* [TEXT PASSAGE]:
==============================

Bianca: Andddd we’re back to our regular programming. Our Japan adventures continue in Kyoto. Kyoto is considered the cultural capital of Japan and was probably my highlight from our Japanese trip.
After dumping our bags at the hotel (too early to check-in) we walked over to the Imperial Palace, the former ruling palace of the Emperor of Japan. The gardens are gorgeous and you can easily while away the hours exploring.
The weather in Kyoto was much milder than Osaka but still warmer than we were anticipating. Cue our hotel check-in. The Cross Hotel Kyoto was ultra-modern, comfy with all the mod-cons and the bathroom alone was worth the $$$.
After washing the days travel away we made our way over to the Nishiki Markets. All of the action ends by 6pm, so I do recommend visiting in the early afternoon (4-5pm) that way you see the markets in all it’s glory. We had some SUPER AVERAGE tempura from a stall along the strip so I would say to be wary with some of the eateries along the strip.
Four days into our Japan trip and we were on the hunt for sushi. My google searches led us to Sushi Otowa. Pretty as a picture but we paid close to $50 for this meal and it hardly touched the sides…
A trip to Kyoto isn’t complete without visiting Pontocho alley. One of the most atmospheric strips you’ll ever come across.
It is touristy so be prepared for crowds, our recommendation… Hello Dolly, a jazz and whiskey bar. It’s moody, pretty kitsch and totally worth the stop in.
We were feeling a little peckish after our light sushi dinner and drinks and on a recommendation from Alana Dimou Yanagikoji Taka, a small yakitori bar. We popped in at about 10pm on a weeknight and it was standing room only. Simple in premise but the skewers were delicious.
A quick coffee run before we set out for NARA. Weekenders Coffee is a cute little coffee shop, set back off the street in an unassuming car park. If it’s busy prepare yourself to linger, no takeaway coffee cups to be had here.
A short 60-minute train journey from Kyoto to Nara.
Nara is truly picturesque. Set aside at least a full day to explore the sights. The deers are obviously one of the largest attractions in Nara and understandably so. They’re truly majestic animals! Perhaps steer away from the ‘deer crackers’, Jules bought some and was almost gored in the butt butt because they got so excited… they weren’t even Ritz crackers…
Wander over to the Todaiji, with the main hall being the Big Buddha Hall.

==============================

* [BRIEF A]:
Reproduce the Kyoto and Nara travel post word for word, starting at "We were feeling" and ending at "Kyoto to Nara.".
* [BRIEF B]:
In the Kyoto and Nara travel post, by what time does all the action at the Nishiki Markets end?
* [BRIEF C]:
Extend the Kyoto and Nara travel post, picking up after its final sentence.

==============================

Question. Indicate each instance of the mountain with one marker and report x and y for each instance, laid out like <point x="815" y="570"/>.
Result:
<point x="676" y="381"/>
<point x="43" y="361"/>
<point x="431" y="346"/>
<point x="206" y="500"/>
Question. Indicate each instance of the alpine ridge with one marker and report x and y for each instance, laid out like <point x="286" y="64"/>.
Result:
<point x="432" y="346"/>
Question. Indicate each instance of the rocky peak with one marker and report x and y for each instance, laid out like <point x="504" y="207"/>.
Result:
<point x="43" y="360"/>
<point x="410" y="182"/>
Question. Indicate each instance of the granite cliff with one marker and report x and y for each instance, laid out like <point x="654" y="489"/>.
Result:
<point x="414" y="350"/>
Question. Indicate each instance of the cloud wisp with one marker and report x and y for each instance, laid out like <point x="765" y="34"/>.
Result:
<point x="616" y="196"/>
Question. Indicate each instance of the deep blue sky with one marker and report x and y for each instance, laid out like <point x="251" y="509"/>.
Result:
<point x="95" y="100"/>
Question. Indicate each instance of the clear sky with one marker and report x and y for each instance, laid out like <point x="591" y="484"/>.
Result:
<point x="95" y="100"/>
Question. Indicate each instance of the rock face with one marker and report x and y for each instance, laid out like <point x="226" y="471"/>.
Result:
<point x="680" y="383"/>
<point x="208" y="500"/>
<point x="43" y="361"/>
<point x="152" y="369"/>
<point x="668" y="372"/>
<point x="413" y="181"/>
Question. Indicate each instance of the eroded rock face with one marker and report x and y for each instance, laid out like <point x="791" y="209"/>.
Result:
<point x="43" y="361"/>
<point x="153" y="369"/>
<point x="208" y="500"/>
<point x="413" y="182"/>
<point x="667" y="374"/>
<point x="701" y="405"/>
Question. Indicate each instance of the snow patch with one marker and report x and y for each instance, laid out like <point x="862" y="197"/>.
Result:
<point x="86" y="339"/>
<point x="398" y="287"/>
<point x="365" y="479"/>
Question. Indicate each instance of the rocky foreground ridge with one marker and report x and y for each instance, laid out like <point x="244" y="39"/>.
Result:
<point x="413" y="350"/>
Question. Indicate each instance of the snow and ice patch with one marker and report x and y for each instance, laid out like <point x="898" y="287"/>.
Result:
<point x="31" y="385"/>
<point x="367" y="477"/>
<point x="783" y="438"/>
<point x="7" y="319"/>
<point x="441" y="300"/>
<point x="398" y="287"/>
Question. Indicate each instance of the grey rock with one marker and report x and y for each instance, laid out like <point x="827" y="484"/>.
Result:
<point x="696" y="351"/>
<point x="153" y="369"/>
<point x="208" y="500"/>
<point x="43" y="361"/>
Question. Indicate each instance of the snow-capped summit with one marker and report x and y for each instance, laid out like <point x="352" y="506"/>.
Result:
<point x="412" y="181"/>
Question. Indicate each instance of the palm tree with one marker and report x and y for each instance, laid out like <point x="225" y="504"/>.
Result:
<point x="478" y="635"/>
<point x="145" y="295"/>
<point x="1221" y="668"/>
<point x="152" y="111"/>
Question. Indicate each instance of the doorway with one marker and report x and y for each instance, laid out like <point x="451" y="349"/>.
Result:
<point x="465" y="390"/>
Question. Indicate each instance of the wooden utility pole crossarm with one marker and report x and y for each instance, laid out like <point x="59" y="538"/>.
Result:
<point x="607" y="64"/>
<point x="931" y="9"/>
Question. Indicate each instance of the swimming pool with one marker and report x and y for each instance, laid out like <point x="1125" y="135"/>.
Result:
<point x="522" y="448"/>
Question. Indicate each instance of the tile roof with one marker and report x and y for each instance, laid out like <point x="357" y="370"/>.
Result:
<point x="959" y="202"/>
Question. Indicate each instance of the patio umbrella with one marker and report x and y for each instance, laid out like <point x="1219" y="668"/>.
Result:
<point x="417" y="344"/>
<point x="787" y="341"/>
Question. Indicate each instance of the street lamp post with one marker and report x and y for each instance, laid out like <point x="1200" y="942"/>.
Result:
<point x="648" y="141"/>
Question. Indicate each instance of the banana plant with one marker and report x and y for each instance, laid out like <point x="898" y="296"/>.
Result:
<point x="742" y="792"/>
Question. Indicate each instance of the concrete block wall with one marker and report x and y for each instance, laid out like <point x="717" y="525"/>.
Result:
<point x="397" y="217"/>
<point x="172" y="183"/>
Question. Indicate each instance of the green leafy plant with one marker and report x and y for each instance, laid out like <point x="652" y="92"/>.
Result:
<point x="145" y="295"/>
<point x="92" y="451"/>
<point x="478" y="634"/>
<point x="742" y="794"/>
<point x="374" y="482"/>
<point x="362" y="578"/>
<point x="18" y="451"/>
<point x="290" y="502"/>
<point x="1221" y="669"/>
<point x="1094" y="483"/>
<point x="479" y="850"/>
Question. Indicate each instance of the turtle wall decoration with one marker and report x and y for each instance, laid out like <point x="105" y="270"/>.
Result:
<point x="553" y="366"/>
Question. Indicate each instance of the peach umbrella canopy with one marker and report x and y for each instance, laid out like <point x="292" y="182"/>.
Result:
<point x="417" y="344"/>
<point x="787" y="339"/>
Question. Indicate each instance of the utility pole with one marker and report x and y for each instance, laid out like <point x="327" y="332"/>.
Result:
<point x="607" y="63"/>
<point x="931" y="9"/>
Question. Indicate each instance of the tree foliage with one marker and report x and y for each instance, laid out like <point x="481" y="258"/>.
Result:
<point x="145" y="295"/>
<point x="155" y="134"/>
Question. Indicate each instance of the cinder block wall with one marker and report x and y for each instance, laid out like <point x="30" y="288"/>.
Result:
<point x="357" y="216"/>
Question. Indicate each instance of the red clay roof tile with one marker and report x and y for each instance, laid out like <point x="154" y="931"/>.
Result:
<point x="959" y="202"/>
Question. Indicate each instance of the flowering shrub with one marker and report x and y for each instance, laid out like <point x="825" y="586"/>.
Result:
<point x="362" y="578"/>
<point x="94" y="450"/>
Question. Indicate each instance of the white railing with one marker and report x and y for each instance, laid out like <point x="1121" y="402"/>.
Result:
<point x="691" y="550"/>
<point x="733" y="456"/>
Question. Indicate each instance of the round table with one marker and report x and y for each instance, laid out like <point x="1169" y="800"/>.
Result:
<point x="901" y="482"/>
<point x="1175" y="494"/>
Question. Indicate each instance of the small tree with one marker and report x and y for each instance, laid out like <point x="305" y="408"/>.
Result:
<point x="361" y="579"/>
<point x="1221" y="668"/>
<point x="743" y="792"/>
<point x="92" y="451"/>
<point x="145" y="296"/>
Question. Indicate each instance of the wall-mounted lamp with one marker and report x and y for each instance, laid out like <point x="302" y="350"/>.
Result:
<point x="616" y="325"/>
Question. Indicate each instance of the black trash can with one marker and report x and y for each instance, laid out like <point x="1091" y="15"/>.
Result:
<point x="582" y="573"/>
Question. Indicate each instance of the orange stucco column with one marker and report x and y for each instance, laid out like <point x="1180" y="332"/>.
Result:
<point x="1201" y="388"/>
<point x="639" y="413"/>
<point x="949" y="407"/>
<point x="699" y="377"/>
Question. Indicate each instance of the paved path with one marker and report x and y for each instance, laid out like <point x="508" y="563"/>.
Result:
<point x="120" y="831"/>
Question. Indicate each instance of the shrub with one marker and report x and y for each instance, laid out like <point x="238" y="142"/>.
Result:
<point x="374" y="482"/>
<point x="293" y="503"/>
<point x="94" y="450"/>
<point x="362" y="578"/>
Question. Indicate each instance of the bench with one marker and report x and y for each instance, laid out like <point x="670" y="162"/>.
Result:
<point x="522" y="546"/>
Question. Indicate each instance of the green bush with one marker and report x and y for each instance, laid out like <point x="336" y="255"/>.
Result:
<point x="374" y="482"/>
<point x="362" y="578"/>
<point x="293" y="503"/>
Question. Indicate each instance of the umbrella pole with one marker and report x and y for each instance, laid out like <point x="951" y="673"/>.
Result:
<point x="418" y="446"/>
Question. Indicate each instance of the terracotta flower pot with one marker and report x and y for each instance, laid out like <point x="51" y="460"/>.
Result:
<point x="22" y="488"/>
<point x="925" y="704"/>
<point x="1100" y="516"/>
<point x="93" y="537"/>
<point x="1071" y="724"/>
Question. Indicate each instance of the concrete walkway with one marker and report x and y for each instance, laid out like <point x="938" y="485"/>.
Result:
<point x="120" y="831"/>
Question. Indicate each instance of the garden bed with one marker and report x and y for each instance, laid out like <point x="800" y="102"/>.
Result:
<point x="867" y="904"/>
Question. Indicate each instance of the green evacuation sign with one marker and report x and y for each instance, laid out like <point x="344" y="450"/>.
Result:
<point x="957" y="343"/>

==============================

* [EXPECTED OUTPUT A]:
We were feeling a little peckish after our light sushi dinner and drinks and on a recommendation from Alana Dimou Yanagikoji Taka, a small yakitori bar. We popped in at about 10pm on a weeknight and it was standing room only. Simple in premise but the skewers were delicious.
A quick coffee run before we set out for NARA. Weekenders Coffee is a cute little coffee shop, set back off the street in an unassuming car park. If it’s busy prepare yourself to linger, no takeaway coffee cups to be had here.
A short 60-minute train journey from Kyoto to Nara.

* [EXPECTED OUTPUT B]:
By 6pm.

* [EXPECTED OUTPUT C]:
The views from the Nigatsudo Hall looking out over Nara city are unparalleled…
The Ukimido Gazebo and Sagiike Pond were like something out of a still life drawing.
Back in Kyoto, straight off the train, we headed to Gogyo.
I loved it in Sydney and knew that it could only be better in Japan. The Kogashi Miso is what dreams are made of. The charred miso base is what sets this apart from any other ramen you’ll ever eat. If you haven’t been to the Surry Hills location, you need to!
The next day we picked up a Suzuki GSX-S1000F, with a hit-list of locations to see we set off. Our first stop was Nijo Castle. As we were on a mission and Jules had already visited we just toured the purdy gardens.
It was a particularly beautiful and scenic ride up to Mount Hiei, a mountain to the northeast of Kyoto.
Then a quick dash over to the Temple of the Golden Pavillion, a zen Buddhist temple.
Julian was set on the Takaosan Jingoji Temple but it would have meant missing out on Arashiyama. Alas, we ended up exploring kiosks and restaurants below along the Kiyotaki River.
Arashiyama is a must-visit. It’s touristy as all hell and you’ll be pushing through crowds. But the sights are well worth it.
Delicious Sakura ice-cream in Arashiyama.
It wouldn’t be a trip to Japan without visiting Shake Shack. The Double Shackburger for Julian.
And the SmokeShack for moi. Plus a small Cheese Fries. With a Small Iced Tea, the meal ended up costing us 2786 YEN ($40 AUD at time of conversion).
And for the Nintendo folk. The Old Nintendo Building. Besides the two plaques bearing the name of the giant gaming corporation, it looks like a regular (rather clinical) building.
Walden Woods was another recommendation by Alana Dimou, photographer kween! The cafe itself is signless and minimalist.
And our last meal in Kyoto before jumping on the Shinkansen to Tokyo. Breakfast at Kawa Cafe. Writing this post I had a read through some rather vicious reviews on Trip Advisor, both from customers and the owner. I can only speak from my own experience and we had a rather good one at Kawa, the food was tasty and the waitress very friendly.
We opted for the Kawa Cafe Brunch for 1600 YEN ($22 at time of conversion). It included Fruit Salad & Yoghurt.
Bacon, Scrambled Eggs, Maple Syrup Pancakes, Orange juice and Coffee.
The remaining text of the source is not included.